Что сделать:
Перепишите все пункты ниже слово в слово, ничего не меняя и не пропуская.
#####
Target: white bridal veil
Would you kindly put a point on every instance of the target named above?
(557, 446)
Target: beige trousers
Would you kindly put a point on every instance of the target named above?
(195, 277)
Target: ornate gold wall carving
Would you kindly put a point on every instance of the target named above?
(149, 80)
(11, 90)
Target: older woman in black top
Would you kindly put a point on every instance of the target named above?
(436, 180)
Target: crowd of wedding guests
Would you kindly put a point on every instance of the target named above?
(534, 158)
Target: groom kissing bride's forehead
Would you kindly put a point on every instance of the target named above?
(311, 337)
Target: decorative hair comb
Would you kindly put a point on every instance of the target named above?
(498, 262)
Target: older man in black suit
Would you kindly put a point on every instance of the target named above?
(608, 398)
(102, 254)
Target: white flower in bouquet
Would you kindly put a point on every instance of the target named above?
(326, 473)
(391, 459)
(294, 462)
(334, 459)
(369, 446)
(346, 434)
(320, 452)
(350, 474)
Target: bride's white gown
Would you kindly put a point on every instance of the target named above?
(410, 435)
#####
Ответ к заданию:
Target: white bridal veil
Would you kindly put a point on every instance of the target named above?
(557, 446)
Target: beige trousers
Would you kindly put a point on every instance of the target named above?
(195, 277)
Target: ornate gold wall carving
Would you kindly put a point on every instance of the target named above?
(149, 80)
(11, 90)
Target: older woman in black top
Would you kindly put a point on every instance of the target named above?
(436, 180)
Target: crowd of wedding guests
Would you kindly put a point on every instance of the target named above?
(534, 158)
Target: groom kissing bride's forehead
Would you kindly put a point on every instance of the target named above?
(311, 337)
Target: decorative hair comb
Would you kindly put a point on every instance of the target named above?
(498, 262)
Target: older man in black suit
Would you kindly put a point on every instance of the target named above?
(608, 398)
(102, 254)
Target: white flower in bouquet
Would you kindly put a point on every instance of the target named above?
(326, 473)
(391, 459)
(294, 462)
(334, 459)
(369, 446)
(346, 434)
(320, 452)
(350, 474)
Target: bride's white gown
Would you kindly put a point on every instance of the target named above?
(410, 435)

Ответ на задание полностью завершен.